◆ **SET EXERCISE 1**: Please find every line in the listing below that contains the word "plate" and copy those lines out.

◆ **ARTICLE**:

TOOLS ARE COOL AND SO AM I: THE IMPACT OF FAMILY TOOLS AND TECHNOLOGY ON GIRLS AND BOYS

Executive Summary

Patricia B. Campbell PhD, Kathyrn Acerbo Bachmann, MA, Karin Steinbrueck Campbell-Kibler Associates, Inc. October 1996

In the past twenty years there have been a variety of efforts to increase girls and women’s involvement with math, science and technology. Most of the programs directed at students have been single sex, including Operation SMART, Summer Math: EUREKA!, and Expanding Your Horizons. While there is value to an out-of-school single sex experience for girls, ultimately both girls and boys have to learn how to work together. In school and out, girls need to learn what it takes to reach their goals, boys need to learn to respect girls and to work with them and teachers and other adult leaders need to learn how to create an environment where this happens.

This belief is at the heart of Family Tools and Technology (FT2). FT2 was developed by Arlene Chasek of the Consortium for Educational Equity at Rutgers University. It builds on the Family Math model, which combines parent involvement, hands-on activities and fun, FT2 targets girls and their parents in coed settings with a focus on using tools and solving problems in order to expose under-represented students, particularly girls, and their parents to tools, technology and related careers.

◆ **SET EXERCISE 2**: Duplicate the passage of the executive summary above between "TOOLS ARE COOL" and "where this happens.", inclusive.

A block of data
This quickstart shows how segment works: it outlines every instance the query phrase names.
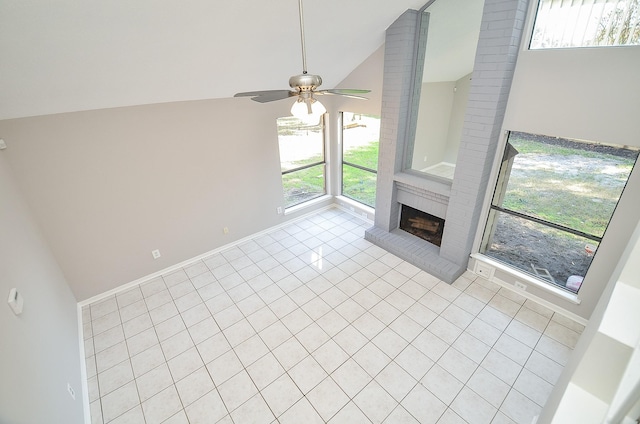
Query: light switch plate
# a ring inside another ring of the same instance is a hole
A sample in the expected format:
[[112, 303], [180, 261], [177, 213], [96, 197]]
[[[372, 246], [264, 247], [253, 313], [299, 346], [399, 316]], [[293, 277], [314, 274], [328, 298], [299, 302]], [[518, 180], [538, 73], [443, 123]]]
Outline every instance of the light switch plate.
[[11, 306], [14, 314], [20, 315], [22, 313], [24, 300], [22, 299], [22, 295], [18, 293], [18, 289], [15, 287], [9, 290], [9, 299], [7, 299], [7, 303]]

---

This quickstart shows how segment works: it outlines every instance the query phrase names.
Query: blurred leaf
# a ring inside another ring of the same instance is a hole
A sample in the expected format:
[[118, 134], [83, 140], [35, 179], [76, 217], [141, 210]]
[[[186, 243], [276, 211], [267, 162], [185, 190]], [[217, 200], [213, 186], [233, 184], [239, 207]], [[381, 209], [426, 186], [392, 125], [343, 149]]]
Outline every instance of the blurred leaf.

◆ **FINAL RESULT 1**:
Query: light switch plate
Outline every instance of the light switch plate.

◆ **FINAL RESULT 2**:
TOOLS ARE COOL AND SO AM I: THE IMPACT OF FAMILY TOOLS AND TECHNOLOGY ON GIRLS AND BOYS

Executive Summary

Patricia B. Campbell PhD, Kathyrn Acerbo Bachmann, MA, Karin Steinbrueck Campbell-Kibler Associates, Inc. October 1996

In the past twenty years there have been a variety of efforts to increase girls and women’s involvement with math, science and technology. Most of the programs directed at students have been single sex, including Operation SMART, Summer Math: EUREKA!, and Expanding Your Horizons. While there is value to an out-of-school single sex experience for girls, ultimately both girls and boys have to learn how to work together. In school and out, girls need to learn what it takes to reach their goals, boys need to learn to respect girls and to work with them and teachers and other adult leaders need to learn how to create an environment where this happens.